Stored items
^^^^^^^^

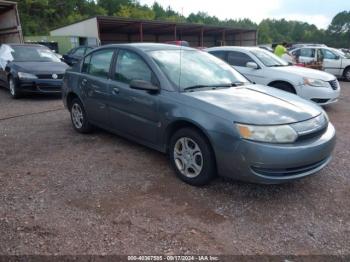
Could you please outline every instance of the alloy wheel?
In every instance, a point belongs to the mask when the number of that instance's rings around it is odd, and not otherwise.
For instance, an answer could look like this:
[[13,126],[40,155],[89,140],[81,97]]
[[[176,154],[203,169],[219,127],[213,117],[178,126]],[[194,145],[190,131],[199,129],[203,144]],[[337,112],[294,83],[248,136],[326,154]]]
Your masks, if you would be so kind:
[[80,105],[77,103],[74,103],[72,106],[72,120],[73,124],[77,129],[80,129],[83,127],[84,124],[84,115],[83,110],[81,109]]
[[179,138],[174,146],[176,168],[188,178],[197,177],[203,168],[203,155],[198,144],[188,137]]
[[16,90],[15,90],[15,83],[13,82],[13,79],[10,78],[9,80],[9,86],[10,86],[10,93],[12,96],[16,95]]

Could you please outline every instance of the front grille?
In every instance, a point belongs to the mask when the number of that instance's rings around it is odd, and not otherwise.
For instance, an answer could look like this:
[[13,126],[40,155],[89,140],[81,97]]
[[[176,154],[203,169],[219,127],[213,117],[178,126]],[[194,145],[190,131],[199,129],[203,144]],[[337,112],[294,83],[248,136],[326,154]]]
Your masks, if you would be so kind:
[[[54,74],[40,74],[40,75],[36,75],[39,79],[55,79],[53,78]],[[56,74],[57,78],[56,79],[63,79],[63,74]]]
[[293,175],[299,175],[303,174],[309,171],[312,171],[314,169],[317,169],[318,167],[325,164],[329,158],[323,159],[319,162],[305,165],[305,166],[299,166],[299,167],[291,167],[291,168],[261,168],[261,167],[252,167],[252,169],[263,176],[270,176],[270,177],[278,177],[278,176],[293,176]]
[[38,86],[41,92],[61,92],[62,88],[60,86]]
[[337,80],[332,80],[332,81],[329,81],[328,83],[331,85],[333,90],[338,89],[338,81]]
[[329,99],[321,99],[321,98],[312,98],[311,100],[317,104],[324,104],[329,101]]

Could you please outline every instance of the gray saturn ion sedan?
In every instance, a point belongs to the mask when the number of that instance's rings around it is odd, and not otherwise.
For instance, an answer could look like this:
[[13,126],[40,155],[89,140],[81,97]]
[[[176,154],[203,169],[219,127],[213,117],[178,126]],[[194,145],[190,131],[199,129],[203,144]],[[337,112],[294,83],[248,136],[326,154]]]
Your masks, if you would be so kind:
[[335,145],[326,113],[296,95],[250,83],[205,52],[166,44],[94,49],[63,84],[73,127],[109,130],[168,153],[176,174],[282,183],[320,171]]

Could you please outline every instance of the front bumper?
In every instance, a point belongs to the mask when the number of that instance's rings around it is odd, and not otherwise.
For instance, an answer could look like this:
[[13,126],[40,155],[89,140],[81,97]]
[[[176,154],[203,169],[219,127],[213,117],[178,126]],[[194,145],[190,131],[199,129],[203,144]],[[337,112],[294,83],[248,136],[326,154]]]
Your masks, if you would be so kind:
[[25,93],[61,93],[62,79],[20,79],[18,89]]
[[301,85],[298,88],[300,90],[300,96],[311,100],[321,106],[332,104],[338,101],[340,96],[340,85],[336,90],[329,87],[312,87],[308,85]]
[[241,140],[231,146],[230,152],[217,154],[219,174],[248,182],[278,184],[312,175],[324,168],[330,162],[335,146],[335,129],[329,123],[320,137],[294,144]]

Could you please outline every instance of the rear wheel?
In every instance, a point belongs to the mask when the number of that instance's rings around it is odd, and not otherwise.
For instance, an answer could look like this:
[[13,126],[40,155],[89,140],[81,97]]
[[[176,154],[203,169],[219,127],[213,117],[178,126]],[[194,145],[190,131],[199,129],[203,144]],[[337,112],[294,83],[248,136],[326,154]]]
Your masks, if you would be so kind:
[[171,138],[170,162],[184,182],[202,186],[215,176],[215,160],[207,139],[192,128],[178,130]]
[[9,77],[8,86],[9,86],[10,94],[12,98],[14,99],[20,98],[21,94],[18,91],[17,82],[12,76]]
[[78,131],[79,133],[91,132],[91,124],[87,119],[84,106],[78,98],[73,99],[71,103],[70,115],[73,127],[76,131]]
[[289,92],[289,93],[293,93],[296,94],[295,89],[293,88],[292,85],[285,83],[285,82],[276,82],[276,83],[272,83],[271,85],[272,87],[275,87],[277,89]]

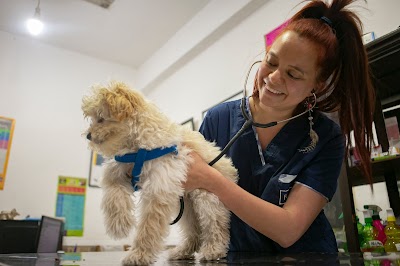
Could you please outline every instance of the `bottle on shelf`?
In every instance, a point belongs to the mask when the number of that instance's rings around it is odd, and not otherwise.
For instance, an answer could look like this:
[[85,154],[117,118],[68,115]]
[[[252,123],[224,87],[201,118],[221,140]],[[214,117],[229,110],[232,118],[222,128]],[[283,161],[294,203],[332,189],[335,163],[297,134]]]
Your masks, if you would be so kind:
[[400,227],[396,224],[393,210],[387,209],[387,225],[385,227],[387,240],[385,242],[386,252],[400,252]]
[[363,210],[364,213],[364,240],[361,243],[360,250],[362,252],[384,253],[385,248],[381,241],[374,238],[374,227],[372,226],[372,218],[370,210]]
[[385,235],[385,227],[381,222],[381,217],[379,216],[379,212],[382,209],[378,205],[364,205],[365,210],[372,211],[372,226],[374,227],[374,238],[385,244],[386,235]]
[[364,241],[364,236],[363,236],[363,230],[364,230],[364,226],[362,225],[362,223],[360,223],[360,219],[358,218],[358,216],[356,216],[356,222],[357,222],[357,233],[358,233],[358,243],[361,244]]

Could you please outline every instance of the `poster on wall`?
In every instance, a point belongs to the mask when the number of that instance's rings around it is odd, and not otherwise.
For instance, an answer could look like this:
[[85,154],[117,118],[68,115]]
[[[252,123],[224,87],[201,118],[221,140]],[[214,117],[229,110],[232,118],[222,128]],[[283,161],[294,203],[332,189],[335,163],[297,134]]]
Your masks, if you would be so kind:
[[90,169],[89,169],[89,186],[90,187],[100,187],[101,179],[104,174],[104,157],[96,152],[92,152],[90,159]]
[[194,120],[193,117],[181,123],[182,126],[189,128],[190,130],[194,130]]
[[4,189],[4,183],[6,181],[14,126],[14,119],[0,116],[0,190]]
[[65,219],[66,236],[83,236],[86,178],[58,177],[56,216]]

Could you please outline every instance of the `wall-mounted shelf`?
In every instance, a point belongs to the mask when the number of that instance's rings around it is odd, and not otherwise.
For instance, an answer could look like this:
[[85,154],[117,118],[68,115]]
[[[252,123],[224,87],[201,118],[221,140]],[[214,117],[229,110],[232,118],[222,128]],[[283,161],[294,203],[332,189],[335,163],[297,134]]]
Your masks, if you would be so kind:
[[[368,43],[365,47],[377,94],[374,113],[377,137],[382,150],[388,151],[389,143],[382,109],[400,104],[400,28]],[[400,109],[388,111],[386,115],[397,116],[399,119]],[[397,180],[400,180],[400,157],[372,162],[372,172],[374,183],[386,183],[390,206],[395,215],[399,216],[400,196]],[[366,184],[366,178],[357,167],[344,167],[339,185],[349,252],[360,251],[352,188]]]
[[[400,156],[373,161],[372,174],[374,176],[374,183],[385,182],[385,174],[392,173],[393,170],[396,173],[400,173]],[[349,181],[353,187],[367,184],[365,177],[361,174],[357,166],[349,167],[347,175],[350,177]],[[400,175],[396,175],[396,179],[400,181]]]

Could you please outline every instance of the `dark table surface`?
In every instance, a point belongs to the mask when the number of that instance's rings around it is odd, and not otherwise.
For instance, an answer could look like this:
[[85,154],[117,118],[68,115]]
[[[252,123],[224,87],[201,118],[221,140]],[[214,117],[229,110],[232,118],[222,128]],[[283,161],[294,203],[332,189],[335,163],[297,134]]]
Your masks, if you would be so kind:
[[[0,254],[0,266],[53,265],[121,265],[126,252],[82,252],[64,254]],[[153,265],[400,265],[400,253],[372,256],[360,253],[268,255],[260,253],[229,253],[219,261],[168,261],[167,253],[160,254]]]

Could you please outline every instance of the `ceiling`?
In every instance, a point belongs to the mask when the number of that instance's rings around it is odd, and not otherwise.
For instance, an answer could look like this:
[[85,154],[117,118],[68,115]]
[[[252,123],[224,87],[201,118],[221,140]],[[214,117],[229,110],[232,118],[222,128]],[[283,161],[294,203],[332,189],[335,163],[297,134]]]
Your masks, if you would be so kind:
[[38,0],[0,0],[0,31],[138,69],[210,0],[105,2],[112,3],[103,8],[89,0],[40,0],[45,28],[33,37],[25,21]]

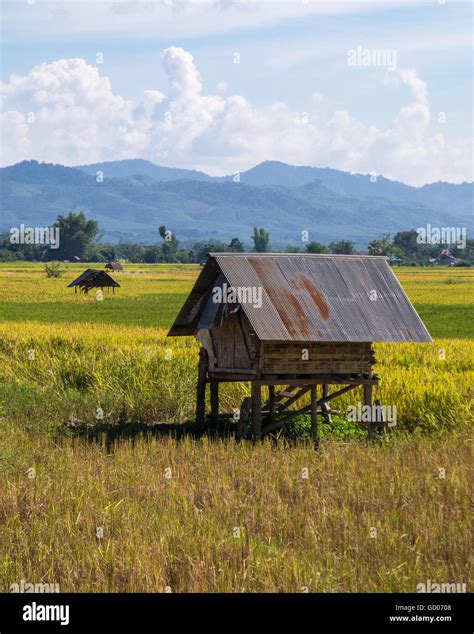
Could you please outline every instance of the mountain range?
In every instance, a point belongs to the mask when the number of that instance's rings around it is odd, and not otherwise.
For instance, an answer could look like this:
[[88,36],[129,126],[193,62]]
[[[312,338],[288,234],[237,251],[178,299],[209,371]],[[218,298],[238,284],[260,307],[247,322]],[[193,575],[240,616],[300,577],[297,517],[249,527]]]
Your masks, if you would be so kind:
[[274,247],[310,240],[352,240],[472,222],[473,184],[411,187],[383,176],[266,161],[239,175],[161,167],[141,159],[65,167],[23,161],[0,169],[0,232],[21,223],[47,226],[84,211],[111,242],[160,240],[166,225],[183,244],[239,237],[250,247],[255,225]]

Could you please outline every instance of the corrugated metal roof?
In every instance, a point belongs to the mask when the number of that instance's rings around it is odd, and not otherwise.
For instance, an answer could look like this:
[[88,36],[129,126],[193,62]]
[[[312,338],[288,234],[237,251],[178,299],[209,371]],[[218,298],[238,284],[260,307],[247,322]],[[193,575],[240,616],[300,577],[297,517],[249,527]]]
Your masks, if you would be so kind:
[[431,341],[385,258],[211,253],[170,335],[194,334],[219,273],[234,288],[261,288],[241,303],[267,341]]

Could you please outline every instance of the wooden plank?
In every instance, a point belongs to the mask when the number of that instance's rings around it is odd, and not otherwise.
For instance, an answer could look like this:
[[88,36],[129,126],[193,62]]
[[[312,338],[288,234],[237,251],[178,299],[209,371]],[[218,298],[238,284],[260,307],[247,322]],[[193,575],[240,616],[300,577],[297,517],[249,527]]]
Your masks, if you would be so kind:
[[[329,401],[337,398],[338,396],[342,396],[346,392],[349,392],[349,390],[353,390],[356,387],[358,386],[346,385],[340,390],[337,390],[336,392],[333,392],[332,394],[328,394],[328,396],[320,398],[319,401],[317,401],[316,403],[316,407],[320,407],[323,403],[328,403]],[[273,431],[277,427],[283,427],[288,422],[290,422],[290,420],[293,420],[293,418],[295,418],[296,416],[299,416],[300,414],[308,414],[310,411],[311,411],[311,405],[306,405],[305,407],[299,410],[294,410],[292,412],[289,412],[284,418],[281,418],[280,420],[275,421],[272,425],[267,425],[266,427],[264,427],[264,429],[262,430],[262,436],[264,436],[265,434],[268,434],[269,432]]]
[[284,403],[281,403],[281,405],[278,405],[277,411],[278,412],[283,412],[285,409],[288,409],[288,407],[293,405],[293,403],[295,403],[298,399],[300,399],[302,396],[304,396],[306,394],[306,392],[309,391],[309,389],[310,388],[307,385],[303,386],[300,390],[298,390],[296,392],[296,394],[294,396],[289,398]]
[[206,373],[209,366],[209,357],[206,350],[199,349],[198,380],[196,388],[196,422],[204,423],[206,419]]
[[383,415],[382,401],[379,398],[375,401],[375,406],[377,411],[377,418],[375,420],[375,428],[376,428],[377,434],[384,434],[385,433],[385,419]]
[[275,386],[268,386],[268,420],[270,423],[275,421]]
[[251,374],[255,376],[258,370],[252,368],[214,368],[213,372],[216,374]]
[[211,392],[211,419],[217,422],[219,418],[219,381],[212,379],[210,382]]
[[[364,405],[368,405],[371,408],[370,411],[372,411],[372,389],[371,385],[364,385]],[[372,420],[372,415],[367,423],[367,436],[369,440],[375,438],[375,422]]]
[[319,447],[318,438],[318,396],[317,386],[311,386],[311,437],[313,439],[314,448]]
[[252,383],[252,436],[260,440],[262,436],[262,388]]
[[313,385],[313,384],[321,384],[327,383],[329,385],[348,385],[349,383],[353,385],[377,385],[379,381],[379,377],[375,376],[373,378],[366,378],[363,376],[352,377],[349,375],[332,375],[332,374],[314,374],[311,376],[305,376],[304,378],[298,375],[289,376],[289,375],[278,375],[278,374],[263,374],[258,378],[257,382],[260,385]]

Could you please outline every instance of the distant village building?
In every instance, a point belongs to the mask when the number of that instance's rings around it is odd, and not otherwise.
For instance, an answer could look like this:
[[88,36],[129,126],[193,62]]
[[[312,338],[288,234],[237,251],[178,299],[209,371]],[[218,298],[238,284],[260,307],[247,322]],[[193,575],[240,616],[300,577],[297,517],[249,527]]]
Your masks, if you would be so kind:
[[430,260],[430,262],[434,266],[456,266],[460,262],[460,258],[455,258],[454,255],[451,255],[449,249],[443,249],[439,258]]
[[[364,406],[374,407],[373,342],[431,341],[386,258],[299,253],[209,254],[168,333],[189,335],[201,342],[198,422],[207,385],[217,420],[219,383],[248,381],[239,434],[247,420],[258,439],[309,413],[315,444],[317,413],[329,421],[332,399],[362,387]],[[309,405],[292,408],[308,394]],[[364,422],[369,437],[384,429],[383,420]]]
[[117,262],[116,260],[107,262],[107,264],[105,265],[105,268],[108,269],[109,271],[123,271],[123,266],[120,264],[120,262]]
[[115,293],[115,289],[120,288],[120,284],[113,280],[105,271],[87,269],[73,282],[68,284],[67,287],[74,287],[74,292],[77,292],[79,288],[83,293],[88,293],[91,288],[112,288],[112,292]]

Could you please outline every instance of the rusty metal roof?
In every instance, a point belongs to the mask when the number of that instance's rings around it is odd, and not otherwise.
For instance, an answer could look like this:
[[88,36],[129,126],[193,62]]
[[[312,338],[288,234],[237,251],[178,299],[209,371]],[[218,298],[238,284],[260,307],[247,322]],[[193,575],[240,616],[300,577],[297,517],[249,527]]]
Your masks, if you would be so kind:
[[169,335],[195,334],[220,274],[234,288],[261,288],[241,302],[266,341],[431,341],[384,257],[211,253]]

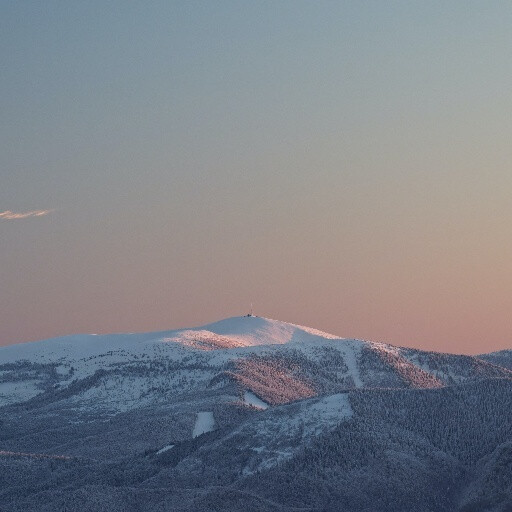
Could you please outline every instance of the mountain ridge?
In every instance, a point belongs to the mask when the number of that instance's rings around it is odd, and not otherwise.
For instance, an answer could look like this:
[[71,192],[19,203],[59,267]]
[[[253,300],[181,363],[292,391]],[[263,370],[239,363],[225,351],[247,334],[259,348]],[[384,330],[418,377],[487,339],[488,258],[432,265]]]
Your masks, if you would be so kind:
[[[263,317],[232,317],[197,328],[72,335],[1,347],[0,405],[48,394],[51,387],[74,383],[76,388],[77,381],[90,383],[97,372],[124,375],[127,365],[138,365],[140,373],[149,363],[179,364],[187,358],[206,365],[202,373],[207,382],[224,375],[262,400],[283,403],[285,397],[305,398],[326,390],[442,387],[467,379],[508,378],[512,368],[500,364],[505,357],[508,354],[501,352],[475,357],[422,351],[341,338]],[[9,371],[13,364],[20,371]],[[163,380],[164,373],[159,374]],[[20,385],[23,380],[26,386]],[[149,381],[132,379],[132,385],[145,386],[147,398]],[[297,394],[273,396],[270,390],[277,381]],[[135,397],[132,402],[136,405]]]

^^^^^^^^

| TASK TO COMPLETE |
Copy, from the data above, every line where the word "shelf" appears.

| THE COMPLETED TASK |
Could you please outline every instance of the `bottle on shelf`?
Could you please outline every instance of the `wall-mounted shelf`?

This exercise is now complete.